-- Task objective --
Copy everything in the records exactly; the pictures stay out.

Materials provided START

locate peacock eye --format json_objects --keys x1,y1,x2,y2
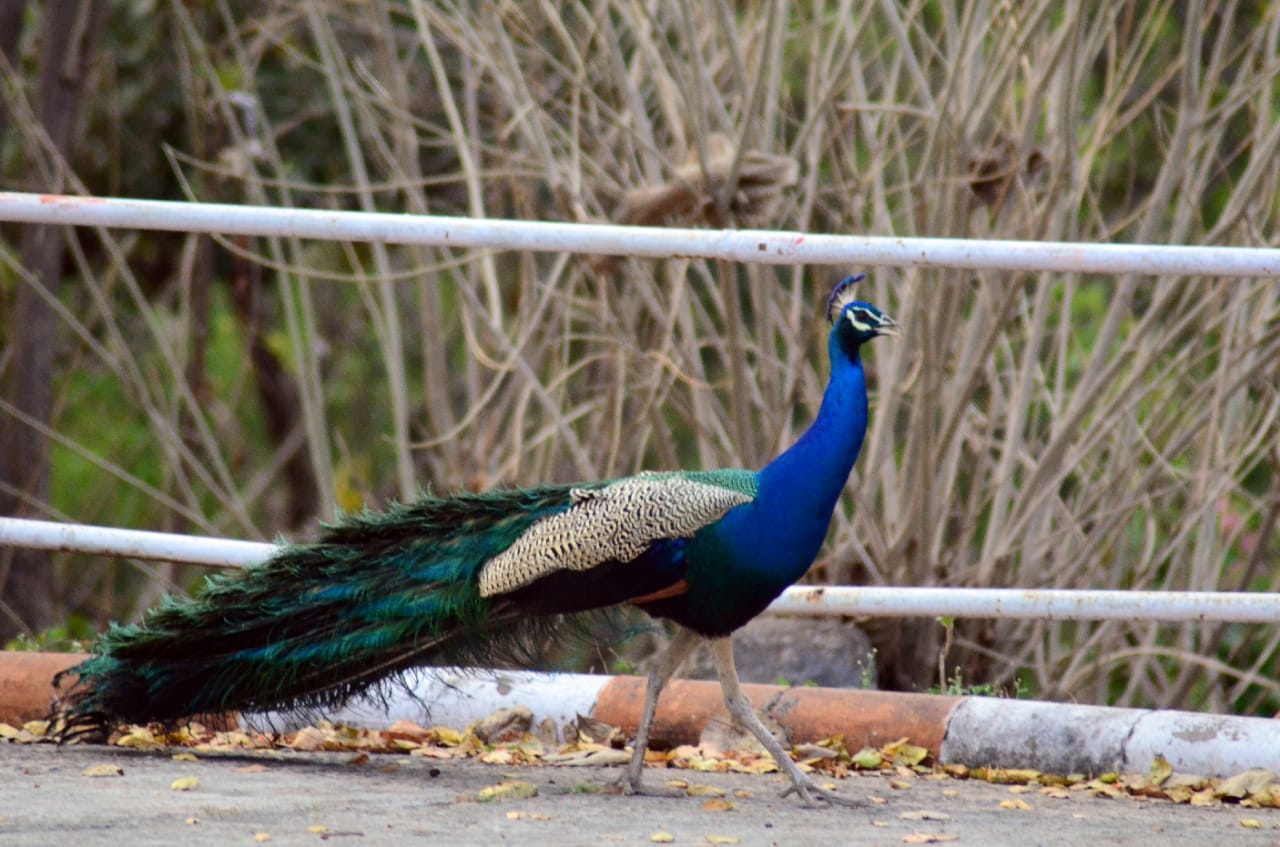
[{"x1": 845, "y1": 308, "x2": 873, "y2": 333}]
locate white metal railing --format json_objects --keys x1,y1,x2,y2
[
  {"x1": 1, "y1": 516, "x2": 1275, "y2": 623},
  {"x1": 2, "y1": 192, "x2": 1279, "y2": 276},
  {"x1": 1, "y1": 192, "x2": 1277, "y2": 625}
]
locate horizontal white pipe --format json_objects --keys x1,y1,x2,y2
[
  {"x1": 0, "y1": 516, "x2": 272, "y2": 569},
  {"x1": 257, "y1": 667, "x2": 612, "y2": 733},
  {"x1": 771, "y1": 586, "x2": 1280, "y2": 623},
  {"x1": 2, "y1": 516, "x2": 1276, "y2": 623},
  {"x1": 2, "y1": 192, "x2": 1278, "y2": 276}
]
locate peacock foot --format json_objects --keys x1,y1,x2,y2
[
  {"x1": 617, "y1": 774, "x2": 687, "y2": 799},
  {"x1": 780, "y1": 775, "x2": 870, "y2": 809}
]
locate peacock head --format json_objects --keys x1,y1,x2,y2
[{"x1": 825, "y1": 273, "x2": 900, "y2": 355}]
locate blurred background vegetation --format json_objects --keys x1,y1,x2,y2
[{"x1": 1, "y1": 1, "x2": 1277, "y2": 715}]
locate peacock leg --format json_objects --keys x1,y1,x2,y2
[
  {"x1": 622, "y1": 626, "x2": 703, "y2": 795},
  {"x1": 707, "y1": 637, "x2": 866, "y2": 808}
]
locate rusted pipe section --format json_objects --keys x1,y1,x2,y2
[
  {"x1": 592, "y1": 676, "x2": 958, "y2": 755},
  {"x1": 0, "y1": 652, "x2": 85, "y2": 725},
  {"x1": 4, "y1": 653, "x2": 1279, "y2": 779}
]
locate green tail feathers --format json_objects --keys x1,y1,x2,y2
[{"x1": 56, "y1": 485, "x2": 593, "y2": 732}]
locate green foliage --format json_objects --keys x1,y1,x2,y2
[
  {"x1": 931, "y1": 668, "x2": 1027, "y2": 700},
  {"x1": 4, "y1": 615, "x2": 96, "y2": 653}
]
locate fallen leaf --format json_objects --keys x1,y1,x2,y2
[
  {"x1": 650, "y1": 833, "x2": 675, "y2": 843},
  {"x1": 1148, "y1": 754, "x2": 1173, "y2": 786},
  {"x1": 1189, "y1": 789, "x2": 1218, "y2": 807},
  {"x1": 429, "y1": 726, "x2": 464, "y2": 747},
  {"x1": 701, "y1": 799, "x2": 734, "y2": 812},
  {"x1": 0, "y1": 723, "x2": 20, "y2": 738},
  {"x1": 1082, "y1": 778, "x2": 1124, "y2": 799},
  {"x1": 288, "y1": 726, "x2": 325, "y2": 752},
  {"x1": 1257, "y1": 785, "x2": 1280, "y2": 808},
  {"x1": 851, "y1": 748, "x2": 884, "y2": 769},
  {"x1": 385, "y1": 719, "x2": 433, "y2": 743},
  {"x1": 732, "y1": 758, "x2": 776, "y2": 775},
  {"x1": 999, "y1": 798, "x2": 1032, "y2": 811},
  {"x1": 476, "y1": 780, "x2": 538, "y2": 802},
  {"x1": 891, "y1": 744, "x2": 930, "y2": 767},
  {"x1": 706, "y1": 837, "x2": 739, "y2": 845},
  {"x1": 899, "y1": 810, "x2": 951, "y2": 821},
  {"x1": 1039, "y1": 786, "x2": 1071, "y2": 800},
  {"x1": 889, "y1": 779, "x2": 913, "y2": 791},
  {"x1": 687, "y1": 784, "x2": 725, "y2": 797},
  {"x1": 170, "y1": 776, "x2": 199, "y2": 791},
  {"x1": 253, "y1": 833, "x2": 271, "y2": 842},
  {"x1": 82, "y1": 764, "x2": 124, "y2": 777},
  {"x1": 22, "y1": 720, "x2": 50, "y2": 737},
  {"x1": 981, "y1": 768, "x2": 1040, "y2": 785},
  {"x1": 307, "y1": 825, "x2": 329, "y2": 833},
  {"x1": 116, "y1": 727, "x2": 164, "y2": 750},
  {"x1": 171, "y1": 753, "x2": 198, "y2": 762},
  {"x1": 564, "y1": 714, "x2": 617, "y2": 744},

Materials provided END

-- Written response --
locate peacock eye --format json_objects --keys x1,y1,x2,y2
[{"x1": 845, "y1": 308, "x2": 873, "y2": 333}]
locate white metal railing --format json_objects --keys x1,y1,x2,y2
[
  {"x1": 1, "y1": 516, "x2": 1275, "y2": 623},
  {"x1": 2, "y1": 192, "x2": 1279, "y2": 276},
  {"x1": 1, "y1": 192, "x2": 1277, "y2": 625}
]
locate horizontal white pipe --format json_objects --keys x1,y1,x2,y2
[
  {"x1": 0, "y1": 516, "x2": 272, "y2": 569},
  {"x1": 257, "y1": 667, "x2": 612, "y2": 733},
  {"x1": 771, "y1": 586, "x2": 1280, "y2": 623},
  {"x1": 2, "y1": 516, "x2": 1276, "y2": 623},
  {"x1": 2, "y1": 192, "x2": 1278, "y2": 276}
]
locate peacock foot --format json_objects --keys x1,y1,x2,y2
[
  {"x1": 617, "y1": 774, "x2": 687, "y2": 799},
  {"x1": 780, "y1": 775, "x2": 870, "y2": 809}
]
locate peacock head --format json_objects --keys x1,y1,x2,y2
[{"x1": 825, "y1": 273, "x2": 900, "y2": 355}]
locate blurred background vegetation --format json_objects --keys x1,y1,x2,y2
[{"x1": 1, "y1": 1, "x2": 1277, "y2": 715}]
locate peacock leg --format json_objects --keys x1,y1,x2,y2
[
  {"x1": 622, "y1": 626, "x2": 703, "y2": 795},
  {"x1": 707, "y1": 637, "x2": 866, "y2": 808}
]
locate rusted pipe section --format json_objects --keys x1,y1,x2,y2
[
  {"x1": 592, "y1": 676, "x2": 958, "y2": 755},
  {"x1": 0, "y1": 652, "x2": 85, "y2": 725},
  {"x1": 4, "y1": 653, "x2": 1279, "y2": 779}
]
locate green tail feathers --format json_objects --keys x1,y1,x2,y2
[{"x1": 56, "y1": 485, "x2": 593, "y2": 732}]
locate green foliage --format json_objects --keys x1,y1,x2,y2
[
  {"x1": 931, "y1": 668, "x2": 1027, "y2": 700},
  {"x1": 4, "y1": 615, "x2": 96, "y2": 653}
]
locate fallen leaf --format json_objects --keys x1,y1,x2,y2
[
  {"x1": 650, "y1": 833, "x2": 675, "y2": 843},
  {"x1": 1148, "y1": 754, "x2": 1173, "y2": 786},
  {"x1": 1189, "y1": 789, "x2": 1218, "y2": 807},
  {"x1": 429, "y1": 726, "x2": 464, "y2": 747},
  {"x1": 701, "y1": 799, "x2": 734, "y2": 812},
  {"x1": 0, "y1": 723, "x2": 20, "y2": 738},
  {"x1": 1082, "y1": 778, "x2": 1124, "y2": 799},
  {"x1": 288, "y1": 726, "x2": 325, "y2": 752},
  {"x1": 1257, "y1": 785, "x2": 1280, "y2": 808},
  {"x1": 851, "y1": 748, "x2": 884, "y2": 769},
  {"x1": 385, "y1": 719, "x2": 433, "y2": 743},
  {"x1": 732, "y1": 758, "x2": 776, "y2": 775},
  {"x1": 999, "y1": 798, "x2": 1032, "y2": 811},
  {"x1": 476, "y1": 780, "x2": 538, "y2": 802},
  {"x1": 891, "y1": 744, "x2": 930, "y2": 767},
  {"x1": 706, "y1": 837, "x2": 739, "y2": 845},
  {"x1": 899, "y1": 810, "x2": 951, "y2": 821},
  {"x1": 1039, "y1": 786, "x2": 1071, "y2": 800},
  {"x1": 889, "y1": 779, "x2": 913, "y2": 791},
  {"x1": 687, "y1": 784, "x2": 725, "y2": 797},
  {"x1": 170, "y1": 776, "x2": 199, "y2": 791},
  {"x1": 253, "y1": 833, "x2": 271, "y2": 842},
  {"x1": 82, "y1": 764, "x2": 124, "y2": 777},
  {"x1": 22, "y1": 720, "x2": 50, "y2": 737},
  {"x1": 981, "y1": 768, "x2": 1040, "y2": 785},
  {"x1": 307, "y1": 825, "x2": 329, "y2": 833},
  {"x1": 116, "y1": 727, "x2": 164, "y2": 750},
  {"x1": 171, "y1": 753, "x2": 198, "y2": 762},
  {"x1": 564, "y1": 714, "x2": 617, "y2": 744},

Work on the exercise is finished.